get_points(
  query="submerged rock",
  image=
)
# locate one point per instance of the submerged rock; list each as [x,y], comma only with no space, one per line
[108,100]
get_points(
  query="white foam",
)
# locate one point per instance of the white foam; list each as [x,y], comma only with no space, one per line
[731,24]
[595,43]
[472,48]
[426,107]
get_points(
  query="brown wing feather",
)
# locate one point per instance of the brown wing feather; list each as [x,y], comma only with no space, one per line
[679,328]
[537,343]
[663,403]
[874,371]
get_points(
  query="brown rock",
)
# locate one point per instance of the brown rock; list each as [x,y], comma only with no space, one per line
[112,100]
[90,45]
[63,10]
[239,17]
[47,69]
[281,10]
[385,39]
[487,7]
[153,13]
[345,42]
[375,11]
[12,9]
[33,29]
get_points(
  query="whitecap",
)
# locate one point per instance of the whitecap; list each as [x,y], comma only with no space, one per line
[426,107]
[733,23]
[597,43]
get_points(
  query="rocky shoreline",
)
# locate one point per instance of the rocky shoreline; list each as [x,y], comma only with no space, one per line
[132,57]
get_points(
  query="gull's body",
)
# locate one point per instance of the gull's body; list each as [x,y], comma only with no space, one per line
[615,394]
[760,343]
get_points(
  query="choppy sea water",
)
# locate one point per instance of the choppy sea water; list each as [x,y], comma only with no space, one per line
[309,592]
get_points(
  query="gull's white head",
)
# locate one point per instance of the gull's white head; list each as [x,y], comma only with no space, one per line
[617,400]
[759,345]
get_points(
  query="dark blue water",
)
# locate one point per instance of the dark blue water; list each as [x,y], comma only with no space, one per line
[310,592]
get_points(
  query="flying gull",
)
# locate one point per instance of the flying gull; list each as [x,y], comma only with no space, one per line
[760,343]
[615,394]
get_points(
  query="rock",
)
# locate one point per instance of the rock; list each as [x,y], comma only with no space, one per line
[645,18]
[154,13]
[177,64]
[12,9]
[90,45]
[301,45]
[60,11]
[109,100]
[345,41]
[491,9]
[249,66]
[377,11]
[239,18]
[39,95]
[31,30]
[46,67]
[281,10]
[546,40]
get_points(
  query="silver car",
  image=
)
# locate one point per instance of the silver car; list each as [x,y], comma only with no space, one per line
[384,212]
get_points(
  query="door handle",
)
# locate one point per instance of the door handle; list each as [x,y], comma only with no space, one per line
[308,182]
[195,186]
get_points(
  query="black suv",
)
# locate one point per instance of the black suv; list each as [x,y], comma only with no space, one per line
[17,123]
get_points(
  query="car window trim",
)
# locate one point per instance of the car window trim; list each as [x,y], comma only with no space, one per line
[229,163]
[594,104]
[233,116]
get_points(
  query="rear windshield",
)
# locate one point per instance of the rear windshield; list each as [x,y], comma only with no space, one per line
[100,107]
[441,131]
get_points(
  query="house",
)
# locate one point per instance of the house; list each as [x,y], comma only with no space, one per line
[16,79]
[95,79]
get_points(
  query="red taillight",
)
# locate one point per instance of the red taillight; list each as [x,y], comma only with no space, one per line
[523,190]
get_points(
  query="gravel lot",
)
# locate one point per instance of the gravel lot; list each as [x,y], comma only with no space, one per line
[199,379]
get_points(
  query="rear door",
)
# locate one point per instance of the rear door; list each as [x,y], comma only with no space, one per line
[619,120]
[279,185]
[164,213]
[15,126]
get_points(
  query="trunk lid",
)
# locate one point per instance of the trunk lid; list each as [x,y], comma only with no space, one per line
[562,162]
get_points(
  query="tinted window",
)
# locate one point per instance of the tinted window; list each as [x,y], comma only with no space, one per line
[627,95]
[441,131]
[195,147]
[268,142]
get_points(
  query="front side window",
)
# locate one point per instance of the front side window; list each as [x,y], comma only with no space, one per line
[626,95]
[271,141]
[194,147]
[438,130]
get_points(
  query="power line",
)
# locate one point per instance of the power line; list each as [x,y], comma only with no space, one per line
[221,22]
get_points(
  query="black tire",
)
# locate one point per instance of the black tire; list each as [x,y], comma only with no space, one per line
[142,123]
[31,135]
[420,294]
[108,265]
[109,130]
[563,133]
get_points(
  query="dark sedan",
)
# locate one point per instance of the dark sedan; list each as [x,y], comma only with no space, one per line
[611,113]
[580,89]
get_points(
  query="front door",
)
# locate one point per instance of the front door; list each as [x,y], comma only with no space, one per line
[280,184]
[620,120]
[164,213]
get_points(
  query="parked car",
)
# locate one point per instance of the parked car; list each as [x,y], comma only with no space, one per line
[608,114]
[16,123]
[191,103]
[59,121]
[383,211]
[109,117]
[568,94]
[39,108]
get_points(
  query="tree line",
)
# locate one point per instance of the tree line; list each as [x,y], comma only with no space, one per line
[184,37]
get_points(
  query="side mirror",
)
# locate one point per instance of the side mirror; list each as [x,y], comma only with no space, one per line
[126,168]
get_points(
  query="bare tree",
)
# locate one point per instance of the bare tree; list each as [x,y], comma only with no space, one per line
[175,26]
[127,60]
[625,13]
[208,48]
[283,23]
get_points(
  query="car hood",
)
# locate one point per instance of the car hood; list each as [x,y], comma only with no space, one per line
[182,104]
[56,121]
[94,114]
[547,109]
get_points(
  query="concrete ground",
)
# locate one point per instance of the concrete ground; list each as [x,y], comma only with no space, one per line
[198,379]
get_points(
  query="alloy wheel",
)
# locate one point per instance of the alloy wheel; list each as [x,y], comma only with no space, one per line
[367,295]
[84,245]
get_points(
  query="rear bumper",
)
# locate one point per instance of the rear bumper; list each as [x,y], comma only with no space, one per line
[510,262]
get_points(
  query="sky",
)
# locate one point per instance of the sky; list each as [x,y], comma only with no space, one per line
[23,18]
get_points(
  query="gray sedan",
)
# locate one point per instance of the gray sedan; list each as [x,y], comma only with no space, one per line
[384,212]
○ ○ ○ ○ ○
EXERCISE REQUIREMENTS ▸
Repeat all the entries above without altering anything.

OUTPUT OF THE TASK ▸
get_points(
  query="submerged rock",
  image=
)
# locate one point per instance of the submerged rock; list each as [x,y], comma only with no space, one per line
[108,100]
get_points(
  query="white foam",
)
# locate one point per instance of the white foam; list each as [x,y], comma only with no space, one per line
[731,24]
[595,43]
[472,48]
[426,107]
get_points(
  query="brown wing feather",
)
# locate one point per instance of the brown wing feather; list each as [x,y], comma only with no space, one per line
[679,328]
[537,343]
[663,403]
[874,371]
get_points(
  query="brown rock",
)
# locate one point per instance of the brown rock; list each as [x,y], comma only with no space, one per line
[112,100]
[90,45]
[63,10]
[239,17]
[47,69]
[281,10]
[385,39]
[487,7]
[153,13]
[345,42]
[375,11]
[12,9]
[33,29]
get_points(
  query="whitecap",
)
# locate one point per instance of the whitecap; list each as [x,y], comma only with no space, one per line
[426,107]
[733,23]
[597,43]
get_points(
  query="rocky shoreline",
)
# locate one point per instance of the rocky shoreline; list each as [x,y], comma only with no space, one per line
[132,57]
get_points(
  query="gull's body",
)
# locate one point per instance of the gull's body; list each as [x,y], comma only with no space, one per line
[615,394]
[760,343]
get_points(
  query="choppy sea water",
)
# locate one point per instance of the choppy sea water; list each as [x,y], comma only with no space, one per line
[309,592]
get_points(
  query="gull's white head",
)
# locate one point per instance of the gull's white head; list each as [x,y], comma only with no space, one per line
[617,400]
[759,345]
get_points(
  query="dark blue water",
)
# locate one point per instance of the dark blue water; list each as [x,y], comma only with no space, one per line
[310,592]
get_points(
  query="flying gull",
)
# locate one point per instance of the flying gull; list each as [x,y], comma only with no space, one per line
[760,343]
[615,394]
get_points(
  query="rock",
)
# locate one point per instance of the rock; list each as [x,y], comma only with no space, one per line
[645,18]
[154,13]
[177,64]
[12,9]
[90,45]
[301,45]
[60,11]
[109,100]
[345,41]
[491,9]
[249,66]
[377,11]
[239,18]
[39,95]
[31,30]
[46,67]
[281,10]
[546,40]
get_points(
  query="silver car",
  image=
)
# locate one point per instance of the silver car; list each as [x,y], comma only with no space, one per line
[384,212]
get_points(
  query="door handle",
)
# locate one point per instance of the door handle; list each as [x,y], comma only with no space, one per line
[308,182]
[195,186]
get_points(
  query="black suv",
)
# locate one point per instance of the black suv; list each as [x,y], comma only with no space, one per line
[17,123]
get_points(
  query="car window trim",
)
# locate one point per instance of the car window trim; list each as [x,y], comma only with no space, one per line
[229,163]
[594,104]
[233,116]
get_points(
  query="rear windshield",
)
# locate one point per instance of the rear windshield; list each as [x,y], comma only with no space, one per line
[100,107]
[441,131]
get_points(
  query="house",
)
# locate one point per instance of the house; list each as [x,y], comma only with no space, one per line
[16,79]
[95,79]
get_points(
  query="red taillight",
)
# locate one point per instance of the red taillight; list each as [x,y], comma only with no space, one per line
[523,190]
get_points(
  query="gravel lot",
)
# locate one point per instance of the gravel lot; list each as [x,y], comma only with no space, one per line
[199,379]
get_points(
  query="rear door",
)
# locate one point per instance of the rear door; list each as [x,y], comma only with no space, one per line
[619,120]
[279,185]
[164,213]
[15,126]
get_points(
  query="trunk lid",
)
# locate one point per instance of the trunk lid; list each as [x,y], comma only with no space, one per line
[562,162]
get_points(
  query="tinted window",
)
# locate one point per instance of the tinted window; list each as [x,y], comma only with no space, one per line
[627,95]
[441,131]
[195,147]
[268,142]
get_points(
  query="front side window",
)
# locate one point per instance of the front side window; list each as [x,y], comma only with no space, one per line
[626,95]
[271,141]
[194,147]
[438,130]
get_points(
  query="power line",
)
# locate one point per instance of the power line; list each as [x,y], comma only with no space, one per line
[221,22]
get_points(
  query="black tire",
)
# locate one point per instance of the black tire; list each as [x,y], comma only with no space, one per line
[142,123]
[31,135]
[420,294]
[108,265]
[109,130]
[563,133]
get_points(
  query="dark sedan",
)
# locate one point per instance of the dark sedan; list each as [x,y], comma only with no space, one per line
[611,113]
[580,89]
get_points(
  query="front door",
)
# locate one point per instance of the front door; list each as [x,y], comma only with no space, one per line
[280,184]
[620,120]
[164,213]
get_points(
  query="parked car",
)
# locate one point per instance of the parked car; list each as [x,y], comma only with no space, one per line
[608,114]
[16,123]
[191,103]
[59,121]
[383,211]
[109,117]
[568,94]
[39,108]
get_points(
  query="tree line",
)
# locate one point per instance of the tree line; list each as [x,y], comma only with no space, one per line
[184,37]
get_points(
  query="side mirror",
)
# locate one point per instance of the side mirror; list each as [x,y], comma only with no space, one per line
[126,168]
get_points(
  query="bare tree",
)
# locate one point per instance of the bare tree; list each as [x,y], comma only with no space, one per line
[175,26]
[127,60]
[625,13]
[208,48]
[283,23]
get_points(
  query="car hood",
)
# locate one point per instance of the car hood; list each as [x,y], comma only with no space, one per line
[182,104]
[56,121]
[94,114]
[547,109]
get_points(
  query="concrete ground",
)
# locate one point per instance of the concrete ground; list each as [x,y], comma only with no space, one per line
[198,379]
get_points(
  query="alloy wheel",
)
# locate one point per instance of the alloy wheel; list each as [x,y], comma only with no space, one per line
[367,295]
[84,245]
get_points(
  query="rear bumper",
)
# locate one point per instance of the rear bumper; list each as [x,y], comma only with no space, one per line
[510,262]
get_points(
  query="sky",
)
# locate one point per instance of the sky; list each as [x,y], comma only with no space, one per line
[23,18]
get_points(
  query="gray sedan",
)
# locate one point per instance of the gray sedan; list each as [x,y], comma only with no space, one per line
[384,212]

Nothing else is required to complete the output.